Record excerpts —
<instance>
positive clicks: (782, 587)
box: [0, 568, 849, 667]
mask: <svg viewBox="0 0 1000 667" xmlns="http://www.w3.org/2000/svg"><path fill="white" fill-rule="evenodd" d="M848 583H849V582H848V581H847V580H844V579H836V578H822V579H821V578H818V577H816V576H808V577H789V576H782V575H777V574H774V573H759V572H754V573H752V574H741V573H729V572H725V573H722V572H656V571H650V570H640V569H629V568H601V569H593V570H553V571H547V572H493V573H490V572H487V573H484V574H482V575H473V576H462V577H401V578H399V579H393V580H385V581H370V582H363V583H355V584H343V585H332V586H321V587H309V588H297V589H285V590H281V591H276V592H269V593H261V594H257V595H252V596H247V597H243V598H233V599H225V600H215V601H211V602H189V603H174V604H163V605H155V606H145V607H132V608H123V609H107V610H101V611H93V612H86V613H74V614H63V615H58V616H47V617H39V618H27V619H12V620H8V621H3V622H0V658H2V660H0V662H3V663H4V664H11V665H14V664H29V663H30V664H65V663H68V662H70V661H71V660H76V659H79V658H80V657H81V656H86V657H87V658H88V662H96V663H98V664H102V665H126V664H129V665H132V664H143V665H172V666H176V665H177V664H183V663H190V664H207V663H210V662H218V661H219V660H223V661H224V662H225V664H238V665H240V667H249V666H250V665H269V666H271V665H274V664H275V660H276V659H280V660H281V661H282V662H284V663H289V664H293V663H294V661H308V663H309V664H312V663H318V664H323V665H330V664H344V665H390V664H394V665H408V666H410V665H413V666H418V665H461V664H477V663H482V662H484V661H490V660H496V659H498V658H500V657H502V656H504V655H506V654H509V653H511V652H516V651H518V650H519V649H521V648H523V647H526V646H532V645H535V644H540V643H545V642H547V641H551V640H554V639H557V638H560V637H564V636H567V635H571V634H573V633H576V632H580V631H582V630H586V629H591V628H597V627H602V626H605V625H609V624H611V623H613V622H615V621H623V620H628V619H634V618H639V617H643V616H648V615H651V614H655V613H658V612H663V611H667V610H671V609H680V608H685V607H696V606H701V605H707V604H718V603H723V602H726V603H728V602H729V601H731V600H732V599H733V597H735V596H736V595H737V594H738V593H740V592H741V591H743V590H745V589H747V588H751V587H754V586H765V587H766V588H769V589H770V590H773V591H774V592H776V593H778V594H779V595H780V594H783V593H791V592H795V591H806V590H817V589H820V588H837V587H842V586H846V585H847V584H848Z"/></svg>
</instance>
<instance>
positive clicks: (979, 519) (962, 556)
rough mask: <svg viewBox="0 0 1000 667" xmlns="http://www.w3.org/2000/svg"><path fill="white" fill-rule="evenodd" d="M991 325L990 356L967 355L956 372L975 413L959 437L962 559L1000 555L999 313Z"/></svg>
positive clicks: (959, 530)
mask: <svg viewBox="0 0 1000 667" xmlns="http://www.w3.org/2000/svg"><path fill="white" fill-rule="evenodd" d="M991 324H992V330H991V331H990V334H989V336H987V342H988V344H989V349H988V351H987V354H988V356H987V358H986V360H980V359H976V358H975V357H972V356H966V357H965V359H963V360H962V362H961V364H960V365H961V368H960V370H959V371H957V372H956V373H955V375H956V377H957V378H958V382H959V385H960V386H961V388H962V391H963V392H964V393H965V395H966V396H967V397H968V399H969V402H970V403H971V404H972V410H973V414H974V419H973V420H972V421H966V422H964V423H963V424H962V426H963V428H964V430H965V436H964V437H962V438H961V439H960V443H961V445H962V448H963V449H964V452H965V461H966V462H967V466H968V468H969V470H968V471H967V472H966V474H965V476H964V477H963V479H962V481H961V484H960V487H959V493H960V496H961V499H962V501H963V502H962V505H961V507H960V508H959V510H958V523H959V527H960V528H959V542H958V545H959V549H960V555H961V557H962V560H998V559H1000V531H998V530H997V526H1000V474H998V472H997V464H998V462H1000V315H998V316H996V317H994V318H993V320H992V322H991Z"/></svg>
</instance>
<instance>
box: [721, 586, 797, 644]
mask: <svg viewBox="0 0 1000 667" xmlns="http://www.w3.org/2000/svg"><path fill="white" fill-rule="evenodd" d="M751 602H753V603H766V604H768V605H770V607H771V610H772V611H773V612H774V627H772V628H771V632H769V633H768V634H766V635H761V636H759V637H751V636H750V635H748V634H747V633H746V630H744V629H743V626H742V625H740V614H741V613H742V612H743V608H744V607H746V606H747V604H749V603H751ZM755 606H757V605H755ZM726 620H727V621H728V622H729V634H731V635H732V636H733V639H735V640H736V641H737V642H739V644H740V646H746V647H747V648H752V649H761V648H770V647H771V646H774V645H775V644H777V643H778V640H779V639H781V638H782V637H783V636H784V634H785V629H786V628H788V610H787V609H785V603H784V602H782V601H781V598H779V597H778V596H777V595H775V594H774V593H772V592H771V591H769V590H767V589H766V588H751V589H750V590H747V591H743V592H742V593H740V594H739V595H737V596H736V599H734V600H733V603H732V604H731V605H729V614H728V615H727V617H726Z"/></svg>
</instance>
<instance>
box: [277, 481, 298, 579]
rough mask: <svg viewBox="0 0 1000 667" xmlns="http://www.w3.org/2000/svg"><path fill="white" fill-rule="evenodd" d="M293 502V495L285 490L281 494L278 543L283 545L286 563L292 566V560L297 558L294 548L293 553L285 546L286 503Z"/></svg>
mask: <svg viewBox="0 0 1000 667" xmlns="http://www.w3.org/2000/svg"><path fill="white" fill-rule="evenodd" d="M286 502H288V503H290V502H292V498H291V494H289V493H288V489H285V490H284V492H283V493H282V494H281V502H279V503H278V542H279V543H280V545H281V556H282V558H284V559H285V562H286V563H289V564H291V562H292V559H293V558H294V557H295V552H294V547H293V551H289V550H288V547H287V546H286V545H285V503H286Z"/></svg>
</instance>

Try it —
Would you please copy every line of the data exactly?

Answer space —
<instance>
positive clicks: (782, 587)
box: [0, 568, 849, 667]
mask: <svg viewBox="0 0 1000 667" xmlns="http://www.w3.org/2000/svg"><path fill="white" fill-rule="evenodd" d="M848 583H849V582H848V581H847V580H844V579H836V578H822V579H821V578H818V577H816V576H808V577H789V576H782V575H777V574H774V573H759V572H754V573H752V574H741V573H729V572H725V573H722V572H656V571H650V570H640V569H629V568H601V569H593V570H553V571H547V572H493V573H490V572H487V573H484V574H482V575H473V576H462V577H401V578H399V579H393V580H385V581H370V582H363V583H355V584H343V585H332V586H321V587H309V588H297V589H285V590H281V591H276V592H269V593H261V594H257V595H252V596H247V597H243V598H233V599H225V600H215V601H211V602H189V603H174V604H163V605H155V606H145V607H132V608H123V609H107V610H101V611H93V612H86V613H74V614H63V615H58V616H47V617H39V618H27V619H12V620H8V621H3V622H0V658H2V660H0V662H3V663H4V664H11V665H14V664H29V663H30V664H65V663H68V662H70V661H71V660H76V659H79V658H80V657H81V656H86V657H87V658H88V662H96V663H98V664H102V665H126V664H129V665H132V664H143V665H172V666H176V665H177V664H183V663H190V664H207V663H210V662H218V661H219V660H223V661H224V662H225V664H238V665H240V667H249V666H250V665H269V666H271V665H274V664H275V660H276V659H280V660H281V661H282V662H284V663H289V664H293V663H294V661H308V663H309V664H312V663H318V664H323V665H330V664H344V665H390V664H394V665H408V666H410V665H413V666H418V665H461V664H477V663H482V662H484V661H490V660H496V659H498V658H500V657H502V656H504V655H506V654H509V653H511V652H516V651H518V650H519V649H521V648H523V647H526V646H532V645H535V644H540V643H545V642H547V641H551V640H554V639H557V638H560V637H564V636H567V635H571V634H573V633H576V632H580V631H582V630H586V629H591V628H597V627H602V626H605V625H609V624H611V623H613V622H615V621H623V620H628V619H634V618H639V617H643V616H648V615H651V614H655V613H658V612H663V611H667V610H671V609H680V608H685V607H696V606H701V605H707V604H718V603H723V602H726V603H728V602H729V601H731V600H732V599H733V597H735V596H736V595H737V594H738V593H740V592H741V591H743V590H745V589H747V588H751V587H754V586H765V587H766V588H769V589H770V590H773V591H774V592H776V593H778V594H779V595H780V594H783V593H791V592H795V591H806V590H817V589H820V588H837V587H842V586H846V585H847V584H848Z"/></svg>
</instance>
<instance>
positive clicks: (979, 519) (962, 556)
rough mask: <svg viewBox="0 0 1000 667" xmlns="http://www.w3.org/2000/svg"><path fill="white" fill-rule="evenodd" d="M991 325L990 356L967 355L956 372L975 413L959 437L962 559L1000 555L999 313Z"/></svg>
positive clicks: (959, 530)
mask: <svg viewBox="0 0 1000 667" xmlns="http://www.w3.org/2000/svg"><path fill="white" fill-rule="evenodd" d="M991 324H992V330H991V331H990V334H989V336H987V342H988V344H989V349H988V351H987V354H988V356H987V358H986V360H980V359H976V358H975V357H972V356H966V357H965V359H963V360H962V362H961V364H960V365H961V368H960V370H959V371H957V372H956V373H955V375H956V377H957V378H958V382H959V385H960V386H961V388H962V391H963V392H964V393H965V395H966V396H967V397H968V399H969V402H970V403H971V404H972V410H973V414H974V419H973V420H972V421H966V422H964V423H963V424H962V426H963V428H964V430H965V436H964V437H962V438H961V439H960V443H961V445H962V448H963V449H964V452H965V461H966V462H967V466H968V468H969V470H968V471H967V472H966V474H965V476H964V477H963V479H962V481H961V484H960V487H959V493H960V496H961V499H962V501H963V502H962V505H961V507H960V508H959V510H958V523H959V527H960V528H959V542H958V545H959V549H960V555H961V557H962V560H998V559H1000V531H998V530H997V526H1000V474H998V472H997V464H998V462H1000V315H998V316H996V317H994V318H993V320H992V322H991Z"/></svg>
</instance>
<instance>
box: [721, 586, 797, 644]
mask: <svg viewBox="0 0 1000 667" xmlns="http://www.w3.org/2000/svg"><path fill="white" fill-rule="evenodd" d="M751 602H753V603H766V604H768V605H770V607H771V610H772V611H773V612H774V627H772V628H771V632H769V633H768V634H766V635H761V636H759V637H751V636H750V635H748V634H747V633H746V630H744V629H743V626H742V625H740V614H741V613H742V612H743V608H744V607H746V606H747V604H749V603H751ZM755 606H757V605H755ZM726 620H727V621H728V622H729V634H731V635H732V636H733V639H735V640H736V641H737V642H739V644H740V646H746V647H747V648H752V649H761V648H770V647H771V646H774V645H775V644H777V643H778V640H779V639H781V638H782V637H783V636H784V634H785V629H786V628H788V610H787V609H785V603H784V602H782V601H781V598H779V597H778V596H777V595H775V594H774V593H772V592H771V591H769V590H767V589H766V588H751V589H750V590H747V591H743V592H742V593H740V594H739V595H737V596H736V599H734V600H733V603H732V604H731V605H729V614H728V615H727V617H726Z"/></svg>
</instance>
<instance>
box: [277, 481, 298, 579]
rough mask: <svg viewBox="0 0 1000 667" xmlns="http://www.w3.org/2000/svg"><path fill="white" fill-rule="evenodd" d="M293 502V495L285 490L281 494L278 543L283 545L286 563L292 566V560L297 558L294 548L293 553L285 546L286 503Z"/></svg>
mask: <svg viewBox="0 0 1000 667" xmlns="http://www.w3.org/2000/svg"><path fill="white" fill-rule="evenodd" d="M286 502H288V503H290V502H292V498H291V494H289V493H288V489H285V490H284V492H283V493H282V494H281V502H279V503H278V542H279V543H280V545H281V556H282V558H284V559H285V562H286V563H289V564H291V562H292V559H293V558H294V557H295V552H294V547H293V551H289V550H288V547H287V546H286V545H285V503H286Z"/></svg>
</instance>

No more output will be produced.